- **Exercise description**
The response should consist solely of the lines running from the line with "Locate the blurred" to the end of the data, retyped exactly.

──────── Given data ────────

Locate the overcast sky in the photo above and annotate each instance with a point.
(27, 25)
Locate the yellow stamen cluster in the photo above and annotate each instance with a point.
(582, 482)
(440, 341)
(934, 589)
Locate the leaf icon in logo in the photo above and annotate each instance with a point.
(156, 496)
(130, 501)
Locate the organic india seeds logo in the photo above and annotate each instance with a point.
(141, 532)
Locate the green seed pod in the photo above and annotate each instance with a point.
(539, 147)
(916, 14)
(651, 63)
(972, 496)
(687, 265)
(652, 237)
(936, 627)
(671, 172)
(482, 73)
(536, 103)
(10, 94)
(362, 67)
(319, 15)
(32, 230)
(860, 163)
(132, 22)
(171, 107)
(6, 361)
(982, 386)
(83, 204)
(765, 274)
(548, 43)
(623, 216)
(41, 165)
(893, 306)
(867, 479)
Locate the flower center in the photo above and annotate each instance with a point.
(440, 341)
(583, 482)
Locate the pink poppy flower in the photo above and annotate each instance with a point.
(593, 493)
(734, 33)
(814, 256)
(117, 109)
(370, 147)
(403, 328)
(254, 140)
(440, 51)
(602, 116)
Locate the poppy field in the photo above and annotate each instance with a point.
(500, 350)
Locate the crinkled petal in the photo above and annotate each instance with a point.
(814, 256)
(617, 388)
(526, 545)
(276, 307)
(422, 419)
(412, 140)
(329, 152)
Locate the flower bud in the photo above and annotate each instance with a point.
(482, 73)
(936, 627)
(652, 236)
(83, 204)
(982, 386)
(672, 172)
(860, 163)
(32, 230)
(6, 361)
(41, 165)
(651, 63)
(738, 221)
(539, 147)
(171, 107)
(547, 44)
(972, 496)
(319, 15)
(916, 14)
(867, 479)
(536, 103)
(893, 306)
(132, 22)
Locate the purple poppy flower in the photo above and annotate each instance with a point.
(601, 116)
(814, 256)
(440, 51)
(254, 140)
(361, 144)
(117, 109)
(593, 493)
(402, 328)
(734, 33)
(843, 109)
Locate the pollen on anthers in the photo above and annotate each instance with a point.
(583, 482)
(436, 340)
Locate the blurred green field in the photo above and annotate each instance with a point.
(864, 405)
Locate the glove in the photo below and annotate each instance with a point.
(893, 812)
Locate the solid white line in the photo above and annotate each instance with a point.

────────

- **Worked solution**
Locate the blurred green field in the photo above and annotate each instance with a point.
(864, 405)
Locate the glove in the photo below and annotate each instance with a point.
(893, 812)
Locate the solid white line in the photo above and annotate each instance with a point.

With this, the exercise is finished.